» **TASK 1**
Answer these from the story about the dog Schnapps:
(a) What did the narrator snatch up before dashing out to the car?
(b) What did the narrator find on tearing open the rear gate of the dog-catcher's truck?
(c) What was the 3 year old boy eating when the dog lunged?
» **TASK 2**
Update the Schnapps story by writing out everything from "When our daughter" down to "feel guilty anymore.", with every instance of "guilty" changed to "ashamed".

» **EXTRACT TO READ**
•••

Our neighbors warned us that the dog-catchers in our little town were very strict. They would take your dog out of your own yard if he wasn't fenced. One day Schnapps heard a noise in the front yard and wanted to go out to investigate. Since he was trained to stay in the yard, I let him out and sat back down to my TV. After a few minutes I heard a car door slam. The engine growled as the dog-catcher's truck pulled away from the curb, past the window and on down the street. THAT SOB HAD TAKEN MY DOG RIGHT OUT OF MY OWN YARD! He was taking him to THE POUND! THEY KILL DOGS AT THE POUND!
It didn't matter that I was still in my pajamas and stocking feet. I snatched up my keys and dashed out to the car. At the speed I was traveling, it didn't take but a couple of blocks to catch up to the dog-catcher's truck. He was driving slowly along, looking for another victim. In a classic move from TV, I passed him on the left, then cut back in and stopped almost sideways across the street in front of him. I flung open the door and stalked right past the startled dog-catcher to the rear door of his truck. I tore open the rear gate of his truck to rescue my first child and . . . the truck was empty.
The dog-catcher was downright unfriendly about being interrupted in this way. I apologized without a lot of exlpanation and slunk back to my car. I took the long way home in case he followed me, but I guess he wasn't interested. When I pulled in the drive, there was Schnapps, greeing me with his usual enthusiasm. No, the police never showed up. I'm not sure why.
When our daughter was born, then our son, I felt a little guilty because I just didn't feel as much genuine affection for either of them as I did that old dog. But they grew on me as children will, and after a while, I didn't have to feel guilty anymore.
He tolerated the little intruders, maybe because they dropped food on the floor. Then one day, my 3 year old boy was walking around, eating a peanut butter sandwich he had made himself. He let his hand fall a little too low, and in a flash, the dog lunged for the sandwich, nipping some fingers in the process. THAT BEAST HAD ATTACKED MY SON! Before I knew what was happening, I was across the room, on the floor, and the poor dog was yelping from the repeated blows from my open hand.

•••

» **SUPPLIED RECORDS**
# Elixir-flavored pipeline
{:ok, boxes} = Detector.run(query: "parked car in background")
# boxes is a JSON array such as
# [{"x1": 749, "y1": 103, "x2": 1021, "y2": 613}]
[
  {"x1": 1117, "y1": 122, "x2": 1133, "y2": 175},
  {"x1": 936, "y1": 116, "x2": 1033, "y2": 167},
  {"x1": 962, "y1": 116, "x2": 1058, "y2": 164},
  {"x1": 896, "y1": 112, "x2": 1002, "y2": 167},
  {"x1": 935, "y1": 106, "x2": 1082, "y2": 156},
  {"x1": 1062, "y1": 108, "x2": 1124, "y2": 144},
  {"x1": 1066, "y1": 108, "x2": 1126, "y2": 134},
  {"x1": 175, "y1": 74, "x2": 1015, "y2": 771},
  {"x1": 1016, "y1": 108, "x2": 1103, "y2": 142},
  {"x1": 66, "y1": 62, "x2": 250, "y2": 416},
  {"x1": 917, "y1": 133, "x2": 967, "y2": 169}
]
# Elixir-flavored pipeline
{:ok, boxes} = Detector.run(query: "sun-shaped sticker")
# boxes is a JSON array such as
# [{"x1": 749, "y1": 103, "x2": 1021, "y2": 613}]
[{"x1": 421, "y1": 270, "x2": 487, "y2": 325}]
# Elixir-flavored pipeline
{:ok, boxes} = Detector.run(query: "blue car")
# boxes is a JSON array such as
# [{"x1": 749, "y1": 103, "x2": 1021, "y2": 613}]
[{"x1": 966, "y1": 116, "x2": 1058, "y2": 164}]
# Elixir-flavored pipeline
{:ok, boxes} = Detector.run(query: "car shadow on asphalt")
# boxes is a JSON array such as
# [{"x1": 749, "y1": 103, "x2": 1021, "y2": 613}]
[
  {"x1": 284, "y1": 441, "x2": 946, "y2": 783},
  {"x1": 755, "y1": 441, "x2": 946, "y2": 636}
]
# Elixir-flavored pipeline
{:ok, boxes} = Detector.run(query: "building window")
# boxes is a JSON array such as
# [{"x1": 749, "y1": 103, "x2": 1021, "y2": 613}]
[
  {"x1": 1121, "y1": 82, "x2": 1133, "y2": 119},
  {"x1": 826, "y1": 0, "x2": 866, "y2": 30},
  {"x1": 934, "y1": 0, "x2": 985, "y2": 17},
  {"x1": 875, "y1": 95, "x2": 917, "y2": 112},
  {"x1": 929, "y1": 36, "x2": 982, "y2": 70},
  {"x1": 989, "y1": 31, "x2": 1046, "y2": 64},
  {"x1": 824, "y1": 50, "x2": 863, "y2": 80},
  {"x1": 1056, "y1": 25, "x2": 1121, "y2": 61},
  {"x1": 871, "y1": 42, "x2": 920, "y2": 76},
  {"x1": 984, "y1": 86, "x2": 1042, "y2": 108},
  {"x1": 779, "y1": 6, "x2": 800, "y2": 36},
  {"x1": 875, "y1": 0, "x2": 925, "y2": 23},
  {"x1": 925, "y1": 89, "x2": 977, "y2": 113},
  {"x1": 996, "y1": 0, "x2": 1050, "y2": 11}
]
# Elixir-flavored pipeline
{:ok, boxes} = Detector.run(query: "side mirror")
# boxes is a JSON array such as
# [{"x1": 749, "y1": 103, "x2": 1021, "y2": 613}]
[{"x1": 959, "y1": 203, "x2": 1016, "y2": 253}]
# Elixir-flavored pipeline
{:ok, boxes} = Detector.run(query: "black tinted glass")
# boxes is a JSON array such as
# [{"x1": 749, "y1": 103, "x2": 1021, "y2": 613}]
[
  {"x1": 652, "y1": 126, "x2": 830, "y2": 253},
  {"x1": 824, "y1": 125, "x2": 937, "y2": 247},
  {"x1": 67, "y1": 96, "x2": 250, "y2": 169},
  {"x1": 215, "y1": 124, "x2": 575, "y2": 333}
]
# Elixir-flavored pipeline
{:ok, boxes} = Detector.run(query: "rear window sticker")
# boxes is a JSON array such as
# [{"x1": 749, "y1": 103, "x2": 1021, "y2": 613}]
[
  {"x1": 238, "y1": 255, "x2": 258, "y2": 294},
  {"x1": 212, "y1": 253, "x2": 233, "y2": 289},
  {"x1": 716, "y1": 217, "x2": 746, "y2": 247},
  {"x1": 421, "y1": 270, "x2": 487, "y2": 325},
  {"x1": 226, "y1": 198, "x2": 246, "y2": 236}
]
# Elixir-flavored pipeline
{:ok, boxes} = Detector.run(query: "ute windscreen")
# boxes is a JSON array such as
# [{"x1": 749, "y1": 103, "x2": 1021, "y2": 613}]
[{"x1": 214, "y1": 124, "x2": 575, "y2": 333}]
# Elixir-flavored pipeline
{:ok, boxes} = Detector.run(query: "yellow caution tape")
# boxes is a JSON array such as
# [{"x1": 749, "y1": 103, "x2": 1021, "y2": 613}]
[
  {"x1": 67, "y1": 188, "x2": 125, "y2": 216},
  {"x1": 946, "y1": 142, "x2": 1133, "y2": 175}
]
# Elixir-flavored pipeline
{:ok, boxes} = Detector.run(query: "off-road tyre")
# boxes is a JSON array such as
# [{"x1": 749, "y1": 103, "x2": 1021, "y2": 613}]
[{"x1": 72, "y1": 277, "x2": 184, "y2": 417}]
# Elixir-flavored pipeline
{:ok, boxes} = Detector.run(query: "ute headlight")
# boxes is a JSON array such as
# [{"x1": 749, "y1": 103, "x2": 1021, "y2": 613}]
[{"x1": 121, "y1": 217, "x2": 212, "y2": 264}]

•••

» **WRITTEN SOLUTION 1**
(a) The keys.
(b) The truck was empty.
(c) A peanut butter sandwich he had made himself.

» **WRITTEN SOLUTION 2**
When our daughter was born, then our son, I felt a little ashamed because I just didn't feel as much genuine affection for either of them as I did that old dog. But they grew on me as children will, and after a while, I didn't have to feel ashamed anymore.